Exercise goal: Print the items unchanged, starting with their first line and going on through the line that contains "[[350, 204]]", both lines included. Leave the pictures out.

Listing:

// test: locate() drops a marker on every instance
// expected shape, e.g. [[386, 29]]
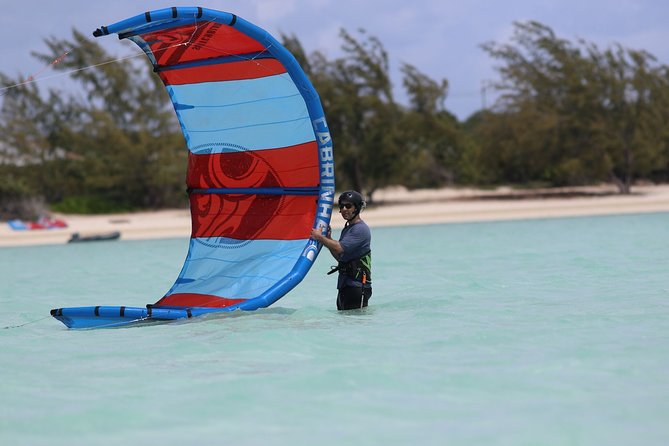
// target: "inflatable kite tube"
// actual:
[[260, 170]]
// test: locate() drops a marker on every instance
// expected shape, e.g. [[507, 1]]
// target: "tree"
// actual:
[[588, 115], [110, 142]]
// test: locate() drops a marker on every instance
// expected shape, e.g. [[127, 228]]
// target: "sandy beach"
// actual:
[[393, 207]]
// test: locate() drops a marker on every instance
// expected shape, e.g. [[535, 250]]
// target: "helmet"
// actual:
[[354, 198]]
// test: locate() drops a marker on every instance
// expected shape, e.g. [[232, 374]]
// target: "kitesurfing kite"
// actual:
[[260, 164]]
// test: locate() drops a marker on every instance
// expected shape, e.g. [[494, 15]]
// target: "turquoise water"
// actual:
[[538, 332]]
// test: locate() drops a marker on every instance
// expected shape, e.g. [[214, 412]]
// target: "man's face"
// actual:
[[346, 209]]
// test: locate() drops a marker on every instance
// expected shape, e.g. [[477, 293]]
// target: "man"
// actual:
[[353, 253]]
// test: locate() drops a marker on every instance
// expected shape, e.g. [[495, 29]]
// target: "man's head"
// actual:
[[350, 204]]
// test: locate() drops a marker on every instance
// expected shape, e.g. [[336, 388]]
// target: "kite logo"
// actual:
[[326, 157], [202, 41]]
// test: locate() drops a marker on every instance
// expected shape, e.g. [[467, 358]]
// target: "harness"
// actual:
[[359, 269]]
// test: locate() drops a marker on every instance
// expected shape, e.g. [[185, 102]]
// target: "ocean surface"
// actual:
[[534, 332]]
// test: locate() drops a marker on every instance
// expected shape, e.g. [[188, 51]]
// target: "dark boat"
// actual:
[[76, 237]]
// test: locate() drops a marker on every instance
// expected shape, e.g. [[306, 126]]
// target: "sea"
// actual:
[[528, 332]]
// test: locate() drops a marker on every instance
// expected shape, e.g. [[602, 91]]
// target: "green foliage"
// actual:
[[569, 113], [115, 140], [593, 115]]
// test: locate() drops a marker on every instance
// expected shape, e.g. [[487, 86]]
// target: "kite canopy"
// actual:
[[260, 162]]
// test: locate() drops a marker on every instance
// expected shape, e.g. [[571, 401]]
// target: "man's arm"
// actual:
[[332, 245]]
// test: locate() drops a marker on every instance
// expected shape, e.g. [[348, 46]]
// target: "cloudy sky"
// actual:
[[441, 38]]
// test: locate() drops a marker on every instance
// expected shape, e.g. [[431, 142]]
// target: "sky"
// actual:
[[441, 38]]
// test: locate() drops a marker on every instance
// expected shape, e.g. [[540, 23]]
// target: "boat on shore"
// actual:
[[77, 237]]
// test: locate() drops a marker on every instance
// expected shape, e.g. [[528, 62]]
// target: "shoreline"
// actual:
[[394, 207]]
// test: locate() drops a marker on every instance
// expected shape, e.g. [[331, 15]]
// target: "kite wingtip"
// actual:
[[102, 31]]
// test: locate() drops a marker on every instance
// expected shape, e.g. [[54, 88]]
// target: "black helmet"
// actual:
[[353, 197]]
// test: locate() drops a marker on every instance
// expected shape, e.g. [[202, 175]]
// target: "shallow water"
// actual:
[[537, 332]]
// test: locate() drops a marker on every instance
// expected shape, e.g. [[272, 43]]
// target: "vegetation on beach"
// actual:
[[568, 113]]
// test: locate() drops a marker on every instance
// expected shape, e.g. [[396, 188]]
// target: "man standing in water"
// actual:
[[353, 253]]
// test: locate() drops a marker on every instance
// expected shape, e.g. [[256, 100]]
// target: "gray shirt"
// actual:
[[356, 240]]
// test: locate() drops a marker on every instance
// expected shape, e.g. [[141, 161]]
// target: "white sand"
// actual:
[[396, 207]]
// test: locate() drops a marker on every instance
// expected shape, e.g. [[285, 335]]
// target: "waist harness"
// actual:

Solution for this problem:
// test: locate() drops a marker on every instance
// expected shape, e.g. [[386, 29]]
// target: "inflatable kite tube"
// actual:
[[260, 170]]
// test: locate() drops a marker on every instance
// expected shape, e.g. [[507, 1]]
// target: "tree"
// actual:
[[588, 115], [110, 142]]
// test: locate() drops a marker on every instance
// expected shape, e.g. [[127, 228]]
// target: "sandy beach"
// actual:
[[393, 207]]
// test: locate() drops a marker on every instance
// expected shape, e.g. [[535, 250]]
// target: "helmet"
// actual:
[[354, 198]]
// test: locate() drops a marker on every instance
// expected shape, e.g. [[232, 374]]
// target: "kitesurfing kite"
// actual:
[[260, 164]]
// test: locate() drops a marker on every instance
// expected shape, e.g. [[494, 15]]
// target: "turquoise water"
// actual:
[[538, 332]]
// test: locate() drops a marker on every instance
// expected shape, e.g. [[214, 412]]
// target: "man's face"
// actual:
[[346, 209]]
// test: locate() drops a marker on every instance
// expected shape, e.g. [[477, 293]]
// target: "man"
// actual:
[[353, 253]]
// test: locate() drops a marker on every instance
// expected shape, e.g. [[495, 29]]
// target: "man's head"
// actual:
[[350, 204]]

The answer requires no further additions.